GIVEN PASSAGE:

My patients frequently ask me what supplements they should take to enhance their sexual health or fertility. The truth is that because sexual health is so thoroughly intertwined with overall health, I emphasize a whole-body approach. I don’t recommend a specific course of supplements, but antioxidants may have some value. If they wish to take a supplement, they may, but the important thing is that they get all nutrients necessary for their bodies to function optimally. The real solution to this is a well-balanced diet low in fat and sugar, emphasizing whole grains, fruits, and vegetables. That said, I do realize how resistant many people can be to changing their diet. If a patient feels they must take a supplement to compensate for poor eating habits, I steer them towards whole food supplements that contain a larger and more complex spectrum of nutrients than that found in traditional multivitamins. In all honesty however, I firmly believe in carrots from the earth and apples from trees, just like our Neolithic ancestors did.

No Sex? Get Some Sleep!

Friday, May 1st, 2009

The Exquisite Woman Right Next to You..

The Exquisite Woman Right Next to You..

As a men’s health specialist, I get to hear a lot of things that men wouldn’t tell their best friends. And a very common occurrence is their confession that they have lost some of their sex drive. “My partner is great and I used to want sex ALL the time, now it barely enters my mind” is what I hear most.

The first thing to realize is that if you do not have the sex drive that you had when you were 18 years old, maybe its because you aren’t 18 anymore. Maybe the 10 to 20 years of aging that has occurred since then has taken a small toll. You are now older and wiser, having survived wars, financial distress and maybe even children, and you could be a bit less frisky as a result.

That reminds me of two memorable patients who represent different ends of this spectrum. Both in their late 30’s, one answered my survey question about how often they have sex by writing “twice daily, every day” and the other wrote “by appointment only.” This just goes to show that we are all built differently and we all age differently. Neither is really clinically out of the normal range. Blame comments in the locker room, Hollywood films, or Internet porn, but men often feel like their sex drive should not change with age. Tough for men to talk about and therefore tough for them to gauge. However, it is well understood by sex therapists that men aren’t always in the mood. Sometimes the History Channel looks way better.

DATA UNDER STUDY:
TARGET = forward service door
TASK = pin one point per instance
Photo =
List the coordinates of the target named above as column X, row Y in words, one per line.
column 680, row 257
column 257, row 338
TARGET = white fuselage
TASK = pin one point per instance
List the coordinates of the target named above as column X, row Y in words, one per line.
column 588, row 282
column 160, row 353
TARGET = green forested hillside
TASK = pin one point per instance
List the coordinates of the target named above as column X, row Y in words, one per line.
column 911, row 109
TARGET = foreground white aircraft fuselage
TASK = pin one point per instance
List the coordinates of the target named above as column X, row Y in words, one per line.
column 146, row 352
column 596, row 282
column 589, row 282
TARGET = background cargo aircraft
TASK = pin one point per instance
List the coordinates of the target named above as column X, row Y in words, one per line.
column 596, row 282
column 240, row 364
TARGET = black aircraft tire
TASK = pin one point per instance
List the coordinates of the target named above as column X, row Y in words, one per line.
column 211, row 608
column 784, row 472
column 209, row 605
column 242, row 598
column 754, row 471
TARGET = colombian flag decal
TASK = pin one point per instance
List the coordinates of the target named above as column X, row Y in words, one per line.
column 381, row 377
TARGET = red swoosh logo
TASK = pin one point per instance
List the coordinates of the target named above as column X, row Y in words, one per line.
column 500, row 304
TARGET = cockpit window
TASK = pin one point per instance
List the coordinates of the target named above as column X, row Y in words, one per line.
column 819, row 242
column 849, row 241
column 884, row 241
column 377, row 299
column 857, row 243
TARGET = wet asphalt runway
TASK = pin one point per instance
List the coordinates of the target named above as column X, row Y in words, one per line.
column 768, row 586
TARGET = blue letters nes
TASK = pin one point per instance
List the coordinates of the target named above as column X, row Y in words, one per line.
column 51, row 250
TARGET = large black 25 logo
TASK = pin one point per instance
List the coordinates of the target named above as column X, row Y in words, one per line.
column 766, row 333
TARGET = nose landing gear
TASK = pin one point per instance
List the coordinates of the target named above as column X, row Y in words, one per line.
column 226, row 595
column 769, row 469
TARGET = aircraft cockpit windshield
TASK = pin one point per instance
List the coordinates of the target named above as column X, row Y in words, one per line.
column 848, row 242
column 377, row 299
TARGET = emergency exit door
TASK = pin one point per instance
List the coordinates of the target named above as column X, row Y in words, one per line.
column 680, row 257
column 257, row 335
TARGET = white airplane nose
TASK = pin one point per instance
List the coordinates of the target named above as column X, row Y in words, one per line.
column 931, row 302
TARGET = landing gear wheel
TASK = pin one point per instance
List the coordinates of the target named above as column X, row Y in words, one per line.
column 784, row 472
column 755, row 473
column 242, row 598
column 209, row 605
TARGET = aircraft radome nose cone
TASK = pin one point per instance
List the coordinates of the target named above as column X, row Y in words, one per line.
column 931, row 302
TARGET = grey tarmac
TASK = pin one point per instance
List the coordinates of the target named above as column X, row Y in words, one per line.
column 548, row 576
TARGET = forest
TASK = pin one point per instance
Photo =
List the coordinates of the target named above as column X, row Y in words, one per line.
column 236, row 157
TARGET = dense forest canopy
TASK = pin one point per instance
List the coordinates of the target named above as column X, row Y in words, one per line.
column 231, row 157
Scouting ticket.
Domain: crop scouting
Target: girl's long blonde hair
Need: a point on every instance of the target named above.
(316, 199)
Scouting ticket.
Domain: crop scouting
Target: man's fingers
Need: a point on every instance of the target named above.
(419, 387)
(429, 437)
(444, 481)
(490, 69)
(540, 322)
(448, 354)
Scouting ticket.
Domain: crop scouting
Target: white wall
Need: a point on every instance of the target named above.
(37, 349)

PROBLEM DESCRIPTION:
Repeat the men's health passage word for word from "That reminds me" up to and including "looks way better.". The data has no connection to the men's health passage.

TASK RESPONSE:
That reminds me of two memorable patients who represent different ends of this spectrum. Both in their late 30’s, one answered my survey question about how often they have sex by writing “twice daily, every day” and the other wrote “by appointment only.” This just goes to show that we are all built differently and we all age differently. Neither is really clinically out of the normal range. Blame comments in the locker room, Hollywood films, or Internet porn, but men often feel like their sex drive should not change with age. Tough for men to talk about and therefore tough for them to gauge. However, it is well understood by sex therapists that men aren’t always in the mood. Sometimes the History Channel looks way better.